### Extracted text ###
Much of the focus will be on Mathews, who'll be asked to fill the sizable shoes of Tomlinson. But defensive tackle Cam Thomas could be equally important to the team's fortunes. "Cam Thomas is everything we thought he would be, in terms of the big body and being more like Jamal," defensive coordinator Ron Rivera says. "When Jamal wasn't healthy, we didn't have that knock-'em-back nose tackle, and that's what we get out of Cam Thomas." The Chargers struggled to consistently stop the run last year after Williams sustained a season-ending injury in Week 1. The 3-4 defense can't be effective without a hog in the middle who can command double teams or push the line of scrimmage backward. San Diego believes the 6-4, 335-pound Thomas has that ability.
Naanee broke behind the defense on a deep post and dropped a perfectly placed pass. It was a tough moment for a player who has so many eyes on him. But, on his next route, Naanee snared a tight spiral on an underneath route, showing strong hands and mental toughness.
1. When the running game struggled last season, Tomlinson pointed to play-calling and Turner's desire to run the offense through Rivers. The comments did not sit well with Turner, who bit his tongue out of respect for the local icon. Yet when asked if there's a possibility he might run Mathews more than normal to prove that the struggles were about Tomlinson and not the play-calling, Turner said: "Maybe subconsciously there is. I hate to get where you personalize something. What you really want to do is have the best team that you can have."
2. 2008 top draft pick Antoine Cason was benched as the nickel cornerback last season, but he's being given the first opportunity to replace the traded Cromartie as a starting corner this year. Why will he succeed at corner when he struggled at nickel? "He's more comfortable," Rivera says. "He plays better from the outside looking in, because he's got better vision for that. You put him in the middle, in the slot, and he's got to see both sides of the field. But as a guy out on an edge, out on that island, looking from outside in, has helped him."
### Source material ###
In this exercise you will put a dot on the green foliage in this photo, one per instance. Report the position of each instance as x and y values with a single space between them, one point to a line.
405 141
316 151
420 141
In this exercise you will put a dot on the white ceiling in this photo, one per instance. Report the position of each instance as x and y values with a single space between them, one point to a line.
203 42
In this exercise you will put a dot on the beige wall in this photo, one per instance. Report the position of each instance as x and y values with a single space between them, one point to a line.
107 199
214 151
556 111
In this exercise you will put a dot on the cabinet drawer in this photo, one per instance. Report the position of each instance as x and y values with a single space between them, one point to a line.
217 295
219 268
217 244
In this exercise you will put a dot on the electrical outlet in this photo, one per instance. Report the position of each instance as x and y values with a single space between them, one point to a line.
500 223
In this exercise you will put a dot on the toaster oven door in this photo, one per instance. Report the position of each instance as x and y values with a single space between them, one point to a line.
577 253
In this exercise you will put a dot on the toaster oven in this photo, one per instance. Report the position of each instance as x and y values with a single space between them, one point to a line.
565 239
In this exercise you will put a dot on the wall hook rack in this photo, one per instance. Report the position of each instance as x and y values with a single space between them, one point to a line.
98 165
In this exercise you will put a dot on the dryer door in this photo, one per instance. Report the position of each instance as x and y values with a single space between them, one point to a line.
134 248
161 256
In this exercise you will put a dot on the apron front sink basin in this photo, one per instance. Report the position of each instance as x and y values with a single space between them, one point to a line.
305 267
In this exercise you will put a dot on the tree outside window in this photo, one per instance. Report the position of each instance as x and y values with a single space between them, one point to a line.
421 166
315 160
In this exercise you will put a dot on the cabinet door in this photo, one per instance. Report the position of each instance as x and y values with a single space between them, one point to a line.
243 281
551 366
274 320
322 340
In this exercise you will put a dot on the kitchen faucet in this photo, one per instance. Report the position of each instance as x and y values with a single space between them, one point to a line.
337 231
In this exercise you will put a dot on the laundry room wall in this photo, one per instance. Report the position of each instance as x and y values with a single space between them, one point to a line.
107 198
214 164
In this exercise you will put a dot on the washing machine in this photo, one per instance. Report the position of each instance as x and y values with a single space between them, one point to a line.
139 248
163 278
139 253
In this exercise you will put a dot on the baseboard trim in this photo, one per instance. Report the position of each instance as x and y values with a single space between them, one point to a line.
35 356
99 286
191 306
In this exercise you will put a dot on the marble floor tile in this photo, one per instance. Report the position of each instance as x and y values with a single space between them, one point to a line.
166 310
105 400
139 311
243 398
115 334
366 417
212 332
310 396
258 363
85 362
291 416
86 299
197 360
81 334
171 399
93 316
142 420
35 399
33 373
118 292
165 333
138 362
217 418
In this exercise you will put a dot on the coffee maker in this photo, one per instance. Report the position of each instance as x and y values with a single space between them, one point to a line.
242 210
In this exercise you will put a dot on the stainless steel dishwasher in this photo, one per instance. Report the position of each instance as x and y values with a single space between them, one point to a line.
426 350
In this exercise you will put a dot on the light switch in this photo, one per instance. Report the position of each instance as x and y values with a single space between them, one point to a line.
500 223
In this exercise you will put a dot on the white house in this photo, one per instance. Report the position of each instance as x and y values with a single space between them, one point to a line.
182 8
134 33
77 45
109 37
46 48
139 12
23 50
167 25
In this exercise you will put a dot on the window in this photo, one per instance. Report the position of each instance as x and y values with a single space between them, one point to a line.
###
→ Problem details:
Answer from the text about the Chargers:
1. How much does Cam Thomas weigh?
2. After the dropped pass, on what kind of route did Naanee catch a tight spiral?
3. From what role was Antoine Cason benched last season?

→ Output of the task:
1. 335 pounds.
2. An underneath route.
3. Nickel cornerback.